:: EXTRACTED ENTRIES

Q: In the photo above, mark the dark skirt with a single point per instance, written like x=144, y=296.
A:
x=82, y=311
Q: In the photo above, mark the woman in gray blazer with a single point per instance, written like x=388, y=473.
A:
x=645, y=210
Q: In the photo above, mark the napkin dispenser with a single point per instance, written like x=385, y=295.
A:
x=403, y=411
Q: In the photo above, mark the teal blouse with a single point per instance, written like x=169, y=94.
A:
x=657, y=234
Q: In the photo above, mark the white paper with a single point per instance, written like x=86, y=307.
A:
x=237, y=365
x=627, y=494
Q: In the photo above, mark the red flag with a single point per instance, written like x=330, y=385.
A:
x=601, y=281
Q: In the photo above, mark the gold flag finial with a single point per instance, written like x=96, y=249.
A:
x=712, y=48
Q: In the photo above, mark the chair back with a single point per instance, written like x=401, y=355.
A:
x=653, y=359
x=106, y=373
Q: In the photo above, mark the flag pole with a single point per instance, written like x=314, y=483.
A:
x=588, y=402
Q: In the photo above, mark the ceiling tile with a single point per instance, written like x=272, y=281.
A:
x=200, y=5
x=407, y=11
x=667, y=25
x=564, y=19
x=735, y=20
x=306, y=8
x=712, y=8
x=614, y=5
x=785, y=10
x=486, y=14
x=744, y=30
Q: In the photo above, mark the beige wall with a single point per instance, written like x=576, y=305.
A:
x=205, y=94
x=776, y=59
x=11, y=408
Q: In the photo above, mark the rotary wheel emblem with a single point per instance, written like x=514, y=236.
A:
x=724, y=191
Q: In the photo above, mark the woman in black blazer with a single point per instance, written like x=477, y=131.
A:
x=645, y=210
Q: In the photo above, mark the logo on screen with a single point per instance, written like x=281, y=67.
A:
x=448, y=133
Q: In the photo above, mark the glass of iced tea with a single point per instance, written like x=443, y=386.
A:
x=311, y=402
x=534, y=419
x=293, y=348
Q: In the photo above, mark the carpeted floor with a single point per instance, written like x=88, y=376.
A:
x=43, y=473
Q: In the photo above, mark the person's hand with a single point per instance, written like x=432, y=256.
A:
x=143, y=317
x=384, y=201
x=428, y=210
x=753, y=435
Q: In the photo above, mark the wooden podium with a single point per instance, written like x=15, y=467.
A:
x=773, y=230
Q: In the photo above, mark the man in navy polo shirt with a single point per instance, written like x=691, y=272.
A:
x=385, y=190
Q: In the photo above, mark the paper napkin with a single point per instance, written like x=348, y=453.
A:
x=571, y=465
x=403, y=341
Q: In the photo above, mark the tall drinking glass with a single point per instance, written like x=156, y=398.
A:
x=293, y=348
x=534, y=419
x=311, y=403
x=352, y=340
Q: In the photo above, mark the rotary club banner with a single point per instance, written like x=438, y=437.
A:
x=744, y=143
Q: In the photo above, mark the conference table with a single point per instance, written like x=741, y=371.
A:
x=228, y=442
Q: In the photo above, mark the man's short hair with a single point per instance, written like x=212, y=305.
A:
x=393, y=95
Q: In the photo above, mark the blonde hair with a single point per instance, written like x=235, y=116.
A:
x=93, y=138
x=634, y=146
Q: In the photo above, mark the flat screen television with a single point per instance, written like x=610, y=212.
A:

::::

### TASK OBJECTIVE
The listing above must be transcribed exactly, line by line.

### RESPONSE
Q: In the photo above, mark the dark skirt with a single point per instance, written like x=144, y=296.
A:
x=82, y=311
Q: In the photo above, mark the woman in gray blazer with a single point per instance, written like x=388, y=473.
A:
x=645, y=210
Q: In the photo above, mark the napkin dispenser with a single point per instance, written like x=385, y=295.
A:
x=403, y=411
Q: In the photo above, mark the teal blouse with a single point per instance, written like x=169, y=94.
A:
x=657, y=234
Q: In the photo above, mark the white paper with a single point per instance, written like x=86, y=307.
A:
x=237, y=365
x=627, y=494
Q: In the photo above, mark the red flag with a single point per instance, written like x=330, y=385.
A:
x=601, y=281
Q: In the photo above, mark the gold flag finial with a single point per instance, written like x=96, y=249.
A:
x=712, y=48
Q: In the photo above, mark the chair back with a single point per instance, written like x=401, y=355.
A:
x=653, y=359
x=106, y=373
Q: In the photo above, mark the flag pole with a single point per instance, written like x=314, y=483.
A:
x=588, y=402
Q: In the photo above, mark the ceiling tile with a single point per instance, written like x=272, y=281.
A:
x=200, y=5
x=407, y=11
x=667, y=25
x=564, y=19
x=735, y=20
x=306, y=8
x=712, y=8
x=614, y=5
x=785, y=10
x=486, y=14
x=744, y=30
Q: In the photo above, mark the beige wall with a single point per instance, written like x=576, y=305.
A:
x=205, y=94
x=776, y=59
x=11, y=408
Q: In the photo above, mark the rotary wheel emblem with a single point per instance, written like x=514, y=236.
A:
x=724, y=191
Q: In the photo above, mark the woman in black blazer with a single point per instance, written like x=477, y=131.
A:
x=645, y=210
Q: In the photo above, mark the logo on screen with a single point per instance, written like x=281, y=67.
A:
x=448, y=133
Q: In the photo above, mark the glass of iced tea with a single point per instance, written like x=443, y=386.
A:
x=311, y=402
x=534, y=419
x=293, y=348
Q: In the photo above, mark the carpeted floor with a single point per instance, written like x=88, y=376.
A:
x=43, y=473
Q: In the photo above, mark the person's hand with a single point per instance, written like x=432, y=256.
A:
x=143, y=317
x=384, y=201
x=428, y=210
x=753, y=435
Q: In the photo above, mark the wooden podium with a single point per instance, written like x=15, y=467.
A:
x=773, y=230
Q: In the photo above, mark the man in navy polo shirt with a single point per instance, written like x=691, y=272.
A:
x=385, y=190
Q: In the photo above, mark the paper napkin with a single point per instance, written like x=348, y=453.
A:
x=571, y=465
x=403, y=341
Q: In the photo above, mark the tall drinking glass with a single point per instance, written like x=156, y=398.
A:
x=293, y=348
x=534, y=419
x=311, y=403
x=352, y=340
Q: In the photo above, mark the rotary club banner with a single point per instance, written like x=438, y=437.
A:
x=744, y=143
Q: In the photo above, mark the conference table with a single point per instance, written like x=741, y=371.
A:
x=228, y=442
Q: In the photo above, mark the man's short hair with a single point per instance, written like x=212, y=305.
A:
x=393, y=95
Q: In the photo above, mark the blonde hair with a single point per instance, written like x=235, y=116.
A:
x=93, y=138
x=634, y=146
Q: In the photo above, mark the flat screen television with a single point per instance, written like x=610, y=212.
A:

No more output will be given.